### Text segment
A massive anti-austerity protest organized by Greek labor unions in front of the parliament building broke down in violent clashes Wednesday afternoon, as Prime Minister George Papandreou repeated a plea for national consensus to the painful measures after a meeting with President Karolos Papoulias.

At least six civilians, among them a Greek journalist, and a policeman were slightly injured and 18 hooded youth who pelted rocks and petrol bombs to police units were apprehended, according to police sources.

This happened when the police fired teargas to push troublemakers away from the metallic barriers raised in front of the parliament building.

The clashes marred a peaceful rally of labor unions and so- called indignant protesters of hundreds of thousands demonstrators who joined a nationwide 24-hour general strike against austerity policies currently debated inside the parliament building.

"We have had enough of austerity. It's time you resign," chanted protesters, waving banners.

Over 10,000 policemen are deployed across the city center to prevent protesters from encircling parliament, the Presidential Mansion and the prime minister's office said.

Local media reported many incidents of verbal attacks of protesters against the motorcades of the prime minister and deputies who reached parliament to debate the exit plan to face an acute debt crisis.

### Exercise 1
Answer these questions about the article on the Greek anti-austerity protest:
(a) How many hooded youth were apprehended?
(b) How many policemen were deployed across the city center?
(c) What did the police fire to push troublemakers away from the metallic barriers?

### Data shown
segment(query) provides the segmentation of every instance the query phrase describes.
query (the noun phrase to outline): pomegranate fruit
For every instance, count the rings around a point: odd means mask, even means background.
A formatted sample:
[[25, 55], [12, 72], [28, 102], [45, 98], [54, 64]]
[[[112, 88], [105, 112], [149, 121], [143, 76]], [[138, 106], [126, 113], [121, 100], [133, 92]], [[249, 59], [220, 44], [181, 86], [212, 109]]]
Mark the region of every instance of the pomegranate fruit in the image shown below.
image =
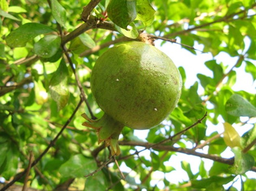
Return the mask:
[[172, 61], [154, 46], [132, 41], [110, 48], [97, 59], [91, 91], [104, 112], [97, 121], [83, 116], [83, 125], [97, 129], [112, 155], [120, 153], [118, 137], [124, 126], [139, 129], [158, 125], [174, 109], [182, 79]]

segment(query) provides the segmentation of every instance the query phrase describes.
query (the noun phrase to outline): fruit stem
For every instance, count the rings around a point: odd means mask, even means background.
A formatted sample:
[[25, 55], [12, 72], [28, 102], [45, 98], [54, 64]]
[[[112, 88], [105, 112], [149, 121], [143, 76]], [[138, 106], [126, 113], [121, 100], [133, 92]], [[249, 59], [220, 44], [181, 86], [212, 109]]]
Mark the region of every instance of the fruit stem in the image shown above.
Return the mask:
[[119, 155], [120, 151], [118, 145], [118, 138], [124, 125], [106, 113], [98, 120], [88, 118], [85, 113], [82, 116], [87, 121], [83, 123], [82, 125], [96, 130], [98, 144], [104, 141], [106, 147], [110, 146], [112, 155]]

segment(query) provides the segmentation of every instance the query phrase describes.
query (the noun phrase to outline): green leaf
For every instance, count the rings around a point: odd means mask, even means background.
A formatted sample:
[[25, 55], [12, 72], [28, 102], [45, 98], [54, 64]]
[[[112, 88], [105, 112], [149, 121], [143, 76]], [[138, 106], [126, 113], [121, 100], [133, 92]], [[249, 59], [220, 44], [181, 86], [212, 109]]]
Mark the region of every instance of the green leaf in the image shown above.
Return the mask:
[[0, 0], [0, 8], [4, 11], [7, 11], [8, 6], [8, 3], [6, 0]]
[[139, 32], [134, 23], [131, 23], [129, 25], [129, 29], [126, 30], [121, 28], [117, 25], [115, 25], [115, 28], [117, 31], [130, 38], [137, 38], [139, 36]]
[[245, 66], [245, 71], [247, 72], [252, 74], [253, 78], [253, 80], [256, 79], [256, 66], [254, 64], [249, 61], [245, 61], [246, 66]]
[[27, 11], [19, 6], [11, 6], [8, 8], [8, 12], [20, 13], [27, 13]]
[[34, 81], [35, 100], [39, 105], [42, 105], [47, 100], [48, 95], [41, 81]]
[[96, 46], [94, 40], [87, 33], [84, 32], [78, 36], [82, 43], [87, 47], [92, 49]]
[[211, 184], [215, 184], [215, 187], [219, 187], [232, 181], [234, 177], [235, 176], [230, 176], [226, 177], [213, 176], [208, 178], [202, 179], [200, 180], [194, 180], [191, 181], [191, 187], [198, 189], [207, 188], [211, 186]]
[[0, 59], [4, 58], [4, 57], [5, 57], [5, 53], [4, 53], [4, 45], [0, 43]]
[[5, 11], [4, 11], [1, 9], [0, 9], [0, 15], [4, 17], [8, 18], [8, 19], [15, 20], [15, 21], [20, 21], [20, 20], [19, 19], [16, 18], [15, 17], [12, 15], [6, 12]]
[[[256, 140], [256, 124], [254, 124], [254, 126], [252, 129], [247, 132], [246, 135], [248, 135], [247, 139], [245, 139], [244, 147], [247, 146], [250, 144], [252, 144]], [[243, 135], [242, 138], [244, 138]]]
[[234, 116], [256, 116], [256, 108], [236, 94], [233, 94], [227, 101], [225, 109], [228, 113]]
[[56, 35], [46, 35], [34, 45], [34, 51], [42, 58], [50, 58], [56, 53], [61, 45], [61, 38]]
[[190, 164], [186, 161], [182, 161], [181, 162], [181, 168], [184, 170], [188, 174], [189, 180], [193, 180], [194, 179], [194, 174], [191, 171], [190, 168]]
[[107, 7], [110, 19], [121, 28], [127, 26], [136, 18], [135, 0], [111, 0]]
[[42, 24], [29, 23], [21, 25], [6, 37], [6, 42], [11, 47], [25, 47], [26, 43], [39, 34], [52, 32], [50, 27]]
[[256, 185], [256, 179], [248, 178], [244, 183], [243, 190], [254, 190], [255, 189], [255, 185]]
[[[112, 182], [113, 183], [115, 183], [114, 186], [112, 187], [111, 190], [113, 191], [124, 191], [124, 186], [120, 181], [120, 178], [117, 176], [116, 173], [111, 172], [106, 168], [103, 168], [102, 170], [102, 172], [104, 173], [108, 183], [111, 183]], [[112, 184], [111, 183], [110, 184], [111, 185], [113, 186]]]
[[40, 60], [43, 62], [55, 62], [61, 58], [62, 56], [62, 49], [60, 47], [58, 49], [57, 52], [52, 56], [49, 58], [40, 57]]
[[152, 152], [150, 153], [151, 157], [151, 162], [152, 166], [154, 170], [157, 170], [159, 168], [160, 163], [159, 163], [160, 159], [159, 156], [154, 153]]
[[62, 59], [50, 83], [50, 91], [52, 99], [56, 102], [58, 110], [66, 105], [69, 97], [68, 88], [68, 70]]
[[52, 0], [51, 2], [52, 16], [59, 24], [64, 26], [67, 19], [66, 10], [57, 0]]
[[82, 178], [97, 169], [95, 161], [79, 154], [72, 156], [59, 169], [63, 178]]
[[156, 11], [149, 0], [137, 0], [137, 19], [141, 21], [145, 26], [149, 26], [154, 21]]
[[105, 191], [108, 183], [106, 176], [102, 171], [100, 171], [97, 173], [96, 176], [91, 176], [86, 178], [84, 190]]
[[241, 137], [236, 129], [228, 123], [223, 123], [224, 133], [223, 138], [226, 144], [230, 148], [241, 147]]
[[230, 171], [235, 174], [241, 174], [248, 170], [254, 164], [254, 160], [250, 155], [244, 153], [239, 147], [236, 147], [232, 149], [232, 151], [234, 154], [234, 162]]
[[229, 168], [228, 164], [215, 161], [209, 171], [209, 175], [213, 176], [226, 172]]

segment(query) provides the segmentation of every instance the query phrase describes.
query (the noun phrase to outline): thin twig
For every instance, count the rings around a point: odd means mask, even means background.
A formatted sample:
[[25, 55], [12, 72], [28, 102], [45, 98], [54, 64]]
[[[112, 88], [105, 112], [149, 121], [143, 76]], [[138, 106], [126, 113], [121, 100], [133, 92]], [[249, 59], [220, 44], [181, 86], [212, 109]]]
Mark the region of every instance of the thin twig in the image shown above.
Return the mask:
[[82, 19], [84, 21], [86, 21], [88, 18], [88, 17], [91, 14], [91, 12], [93, 10], [93, 8], [97, 6], [101, 0], [91, 0], [88, 4], [84, 7], [81, 17]]
[[[78, 110], [80, 106], [81, 106], [81, 105], [83, 102], [83, 100], [82, 99], [81, 99], [80, 100], [79, 102], [78, 103], [77, 106], [76, 106], [76, 107], [74, 110], [73, 113], [71, 115], [71, 116], [70, 116], [69, 118], [67, 120], [66, 123], [63, 126], [63, 127], [61, 128], [61, 129], [60, 132], [59, 132], [59, 133], [57, 134], [56, 136], [54, 138], [54, 139], [52, 141], [51, 141], [50, 144], [48, 145], [46, 149], [45, 150], [43, 151], [43, 153], [42, 153], [35, 160], [33, 161], [31, 165], [31, 168], [35, 166], [41, 159], [46, 154], [46, 153], [47, 153], [47, 152], [48, 152], [49, 150], [50, 149], [50, 148], [54, 145], [55, 142], [58, 140], [59, 137], [61, 136], [61, 134], [63, 131], [66, 128], [66, 127], [67, 126], [67, 125], [70, 122], [72, 119], [74, 118], [74, 116], [75, 116], [75, 115], [76, 113], [76, 112]], [[15, 183], [16, 181], [20, 180], [26, 173], [27, 170], [27, 169], [26, 169], [22, 172], [20, 172], [20, 173], [17, 174], [17, 176], [15, 176], [15, 177], [13, 178], [13, 179], [12, 181], [10, 182], [9, 183], [8, 183], [6, 185], [5, 185], [4, 187], [3, 187], [1, 189], [1, 190], [0, 190], [0, 191], [3, 191], [4, 190], [6, 190], [7, 188], [8, 188], [11, 186], [13, 185], [13, 184], [14, 184], [14, 183]]]
[[65, 45], [63, 45], [63, 49], [64, 51], [64, 54], [65, 54], [65, 55], [66, 56], [66, 57], [67, 57], [67, 60], [68, 60], [68, 62], [69, 64], [70, 68], [71, 68], [71, 69], [72, 69], [72, 71], [73, 71], [73, 73], [75, 75], [75, 78], [76, 78], [76, 83], [77, 83], [77, 85], [78, 86], [78, 88], [79, 88], [79, 89], [80, 90], [80, 92], [81, 92], [81, 94], [82, 97], [83, 99], [84, 100], [85, 102], [85, 104], [86, 104], [86, 106], [87, 106], [87, 107], [88, 109], [88, 111], [89, 111], [89, 112], [90, 113], [90, 114], [91, 115], [91, 119], [96, 119], [97, 118], [96, 117], [95, 117], [95, 116], [94, 116], [92, 112], [92, 111], [91, 110], [91, 106], [90, 106], [89, 102], [88, 102], [88, 100], [87, 100], [87, 98], [86, 98], [86, 96], [85, 96], [85, 93], [84, 89], [82, 88], [82, 85], [81, 84], [81, 82], [80, 82], [80, 81], [79, 80], [79, 79], [77, 75], [77, 73], [76, 72], [76, 70], [75, 69], [74, 66], [73, 66], [73, 64], [72, 62], [72, 60], [71, 60], [71, 58], [70, 58], [69, 55], [68, 55], [68, 53], [67, 52], [67, 48], [66, 48]]
[[28, 180], [28, 176], [29, 176], [29, 172], [30, 172], [30, 169], [31, 168], [31, 165], [32, 164], [32, 160], [34, 155], [32, 151], [30, 152], [29, 154], [29, 160], [28, 161], [28, 166], [27, 168], [26, 172], [26, 176], [25, 177], [25, 180], [24, 180], [24, 183], [23, 185], [23, 187], [22, 188], [22, 191], [25, 191], [26, 190], [27, 183]]
[[93, 176], [95, 174], [97, 173], [99, 171], [100, 171], [102, 168], [105, 167], [106, 165], [107, 165], [108, 164], [111, 163], [113, 161], [114, 161], [113, 158], [111, 158], [108, 160], [103, 163], [100, 167], [97, 169], [97, 170], [94, 170], [93, 172], [91, 172], [89, 174], [87, 174], [87, 175], [85, 175], [85, 178], [87, 178], [91, 176]]
[[15, 86], [4, 86], [0, 87], [0, 96], [1, 96], [8, 92], [12, 91], [17, 88], [22, 87], [25, 84], [32, 82], [32, 77], [30, 76], [27, 78], [24, 79], [20, 82], [17, 83]]
[[202, 104], [205, 104], [206, 102], [209, 100], [212, 97], [212, 96], [214, 95], [214, 93], [217, 91], [217, 89], [219, 87], [220, 85], [222, 83], [223, 80], [225, 79], [226, 77], [228, 76], [233, 71], [234, 68], [238, 65], [239, 65], [241, 62], [242, 62], [244, 59], [244, 56], [243, 55], [240, 55], [239, 57], [239, 58], [236, 61], [236, 64], [231, 68], [229, 70], [228, 72], [224, 74], [221, 78], [219, 81], [217, 83], [216, 85], [215, 86], [215, 91], [213, 92], [210, 95], [209, 95], [208, 97], [207, 97], [202, 102]]
[[167, 38], [166, 38], [162, 37], [161, 36], [155, 36], [154, 35], [149, 35], [149, 36], [151, 37], [151, 38], [154, 38], [155, 39], [161, 39], [161, 40], [163, 40], [170, 42], [171, 42], [175, 43], [176, 44], [180, 45], [183, 47], [184, 47], [187, 48], [189, 48], [193, 50], [195, 50], [195, 51], [199, 51], [203, 53], [206, 53], [205, 52], [204, 52], [203, 51], [202, 51], [201, 50], [196, 49], [195, 48], [194, 48], [193, 47], [191, 47], [190, 46], [189, 46], [188, 45], [185, 45], [184, 44], [178, 42], [177, 42], [176, 39]]
[[118, 38], [116, 38], [114, 40], [107, 42], [104, 44], [98, 45], [92, 49], [87, 50], [84, 52], [81, 53], [79, 55], [79, 56], [80, 57], [83, 57], [88, 56], [88, 55], [90, 55], [90, 54], [93, 54], [93, 53], [98, 52], [102, 49], [108, 47], [111, 45], [114, 45], [122, 42], [128, 41], [133, 40], [134, 40], [134, 39], [132, 39], [131, 38], [126, 37], [125, 36], [123, 36]]
[[[203, 27], [205, 27], [207, 26], [209, 26], [210, 25], [212, 25], [213, 24], [214, 24], [215, 23], [219, 23], [223, 21], [228, 22], [229, 21], [231, 21], [233, 20], [233, 18], [234, 17], [235, 15], [239, 15], [241, 13], [243, 13], [246, 12], [249, 9], [253, 8], [254, 6], [256, 6], [256, 3], [254, 3], [252, 5], [252, 6], [249, 7], [246, 9], [245, 9], [244, 10], [240, 11], [238, 11], [236, 13], [233, 13], [229, 15], [226, 15], [223, 17], [221, 18], [218, 19], [216, 20], [215, 21], [213, 21], [212, 22], [210, 22], [209, 23], [204, 23], [202, 25], [199, 25], [198, 26], [196, 26], [192, 28], [187, 29], [186, 30], [184, 30], [180, 31], [178, 31], [177, 32], [173, 32], [172, 33], [170, 33], [169, 34], [167, 34], [166, 35], [165, 35], [163, 37], [164, 38], [169, 38], [171, 36], [174, 36], [178, 35], [179, 34], [184, 34], [185, 33], [187, 33], [187, 32], [190, 32], [191, 31], [193, 31], [193, 30], [195, 30], [198, 28], [202, 28]], [[228, 21], [228, 19], [231, 19], [232, 20]]]
[[213, 136], [213, 137], [211, 137], [209, 139], [204, 141], [202, 143], [197, 146], [194, 149], [194, 150], [196, 150], [202, 148], [205, 146], [208, 143], [212, 141], [213, 140], [214, 140], [215, 139], [219, 138], [219, 137], [220, 137], [221, 135], [223, 134], [223, 133], [221, 133], [220, 134], [217, 134], [217, 135]]
[[256, 144], [256, 138], [249, 144], [243, 150], [243, 152], [246, 153], [247, 152], [251, 149], [252, 147], [255, 146]]
[[113, 155], [112, 156], [112, 157], [113, 157], [113, 159], [114, 159], [114, 161], [115, 161], [115, 164], [117, 167], [118, 170], [119, 171], [119, 172], [120, 172], [120, 174], [121, 174], [121, 176], [122, 178], [123, 178], [123, 179], [125, 180], [125, 177], [124, 176], [124, 174], [123, 174], [123, 172], [121, 171], [121, 169], [120, 169], [120, 166], [119, 166], [119, 165], [118, 164], [118, 162], [117, 162], [117, 159], [115, 159], [115, 155]]

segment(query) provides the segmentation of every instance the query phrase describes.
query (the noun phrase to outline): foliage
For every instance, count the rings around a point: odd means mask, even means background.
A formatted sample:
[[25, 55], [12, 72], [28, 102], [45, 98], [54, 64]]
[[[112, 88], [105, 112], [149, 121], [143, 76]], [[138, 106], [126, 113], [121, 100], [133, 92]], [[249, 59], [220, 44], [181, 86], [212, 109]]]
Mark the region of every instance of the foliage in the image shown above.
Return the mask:
[[[252, 0], [0, 0], [0, 174], [13, 180], [5, 188], [221, 190], [229, 183], [236, 190], [240, 177], [242, 188], [254, 190], [246, 173], [256, 172], [255, 95], [232, 87], [243, 66], [256, 78], [255, 6]], [[193, 71], [198, 82], [183, 85], [178, 107], [148, 131], [147, 142], [125, 127], [120, 155], [110, 157], [95, 131], [82, 125], [83, 113], [92, 119], [103, 114], [91, 93], [91, 72], [109, 46], [139, 39], [143, 31], [163, 43], [178, 38], [195, 55], [202, 53], [193, 47], [202, 45], [213, 55], [205, 64], [213, 75]], [[237, 62], [217, 63], [223, 52]], [[184, 85], [191, 71], [179, 70]], [[223, 121], [223, 136], [206, 133]], [[240, 136], [239, 125], [249, 128]], [[222, 158], [228, 148], [234, 158]], [[175, 167], [166, 164], [176, 153], [202, 159], [195, 173], [184, 158], [188, 178], [176, 184], [168, 178]], [[214, 161], [209, 170], [204, 158]]]

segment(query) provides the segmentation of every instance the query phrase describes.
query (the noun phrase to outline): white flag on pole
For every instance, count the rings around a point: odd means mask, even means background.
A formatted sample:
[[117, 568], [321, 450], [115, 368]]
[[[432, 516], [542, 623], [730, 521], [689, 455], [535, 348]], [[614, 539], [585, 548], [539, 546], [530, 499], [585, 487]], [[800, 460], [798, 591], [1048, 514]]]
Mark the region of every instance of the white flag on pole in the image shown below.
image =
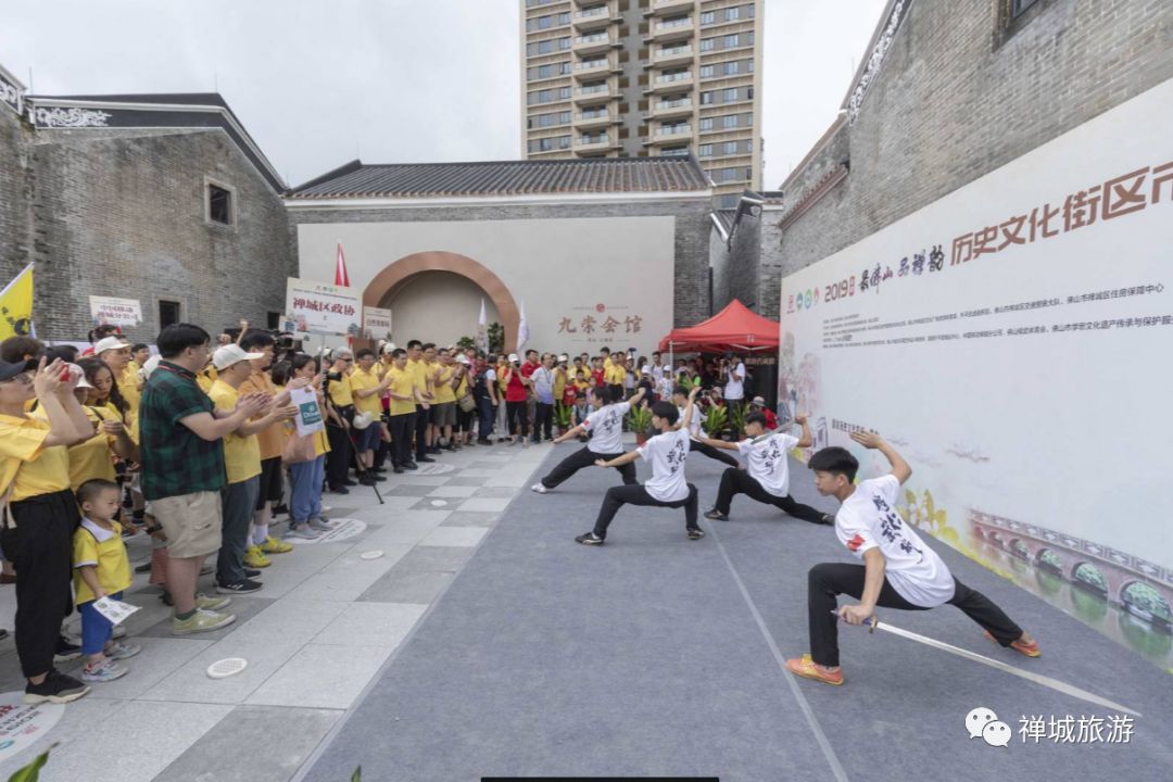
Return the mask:
[[481, 297], [481, 318], [476, 321], [476, 347], [488, 355], [489, 353], [489, 321], [484, 314], [484, 297]]
[[517, 352], [529, 341], [529, 324], [526, 322], [526, 300], [521, 300], [521, 322], [517, 324]]

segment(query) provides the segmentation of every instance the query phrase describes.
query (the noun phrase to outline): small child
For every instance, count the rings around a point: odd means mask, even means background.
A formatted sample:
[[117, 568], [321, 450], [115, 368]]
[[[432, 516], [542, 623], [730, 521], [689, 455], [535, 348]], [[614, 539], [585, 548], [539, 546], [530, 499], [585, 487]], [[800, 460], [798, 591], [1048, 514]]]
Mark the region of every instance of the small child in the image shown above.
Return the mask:
[[94, 603], [102, 597], [122, 599], [130, 586], [130, 560], [122, 542], [122, 528], [114, 521], [118, 512], [118, 484], [95, 478], [77, 489], [81, 526], [74, 532], [74, 592], [81, 613], [81, 650], [89, 659], [82, 668], [83, 681], [114, 681], [127, 674], [126, 660], [141, 647], [113, 639], [114, 625]]

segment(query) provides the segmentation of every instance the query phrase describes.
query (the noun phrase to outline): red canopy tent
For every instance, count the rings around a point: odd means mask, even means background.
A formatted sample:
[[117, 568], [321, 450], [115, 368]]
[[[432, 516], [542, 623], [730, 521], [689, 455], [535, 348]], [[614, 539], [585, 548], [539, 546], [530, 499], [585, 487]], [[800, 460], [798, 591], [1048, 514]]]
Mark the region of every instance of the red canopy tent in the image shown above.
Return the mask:
[[687, 328], [673, 328], [660, 340], [659, 349], [683, 353], [764, 353], [777, 351], [779, 324], [751, 312], [733, 299], [719, 313]]

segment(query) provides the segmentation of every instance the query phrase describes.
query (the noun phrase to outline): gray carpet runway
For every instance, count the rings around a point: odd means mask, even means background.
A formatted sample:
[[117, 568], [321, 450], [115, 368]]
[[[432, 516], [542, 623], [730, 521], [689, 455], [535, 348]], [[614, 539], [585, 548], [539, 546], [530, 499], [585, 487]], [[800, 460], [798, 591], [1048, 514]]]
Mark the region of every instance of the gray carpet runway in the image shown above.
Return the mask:
[[[724, 465], [693, 454], [687, 469], [705, 510]], [[834, 510], [793, 470], [798, 499]], [[1023, 716], [1111, 712], [883, 633], [842, 628], [843, 687], [791, 676], [772, 644], [807, 651], [807, 570], [850, 559], [832, 530], [739, 497], [732, 521], [701, 521], [701, 540], [685, 537], [683, 511], [626, 506], [605, 546], [576, 545], [618, 481], [591, 469], [544, 496], [523, 490], [304, 778], [350, 778], [359, 763], [378, 781], [1169, 777], [1173, 678], [943, 544], [1043, 657], [990, 644], [950, 606], [881, 618], [1141, 712], [1128, 743], [1023, 743]], [[1010, 725], [1009, 747], [969, 737], [977, 706]]]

### Exercise 2
Count the lines in the rows above that contain the string "canopy", treating case as significant. Give only the number.

### Exercise result 1
(a) 18
(b) Over 10,000
(c) Teargas

### Exercise result 2
2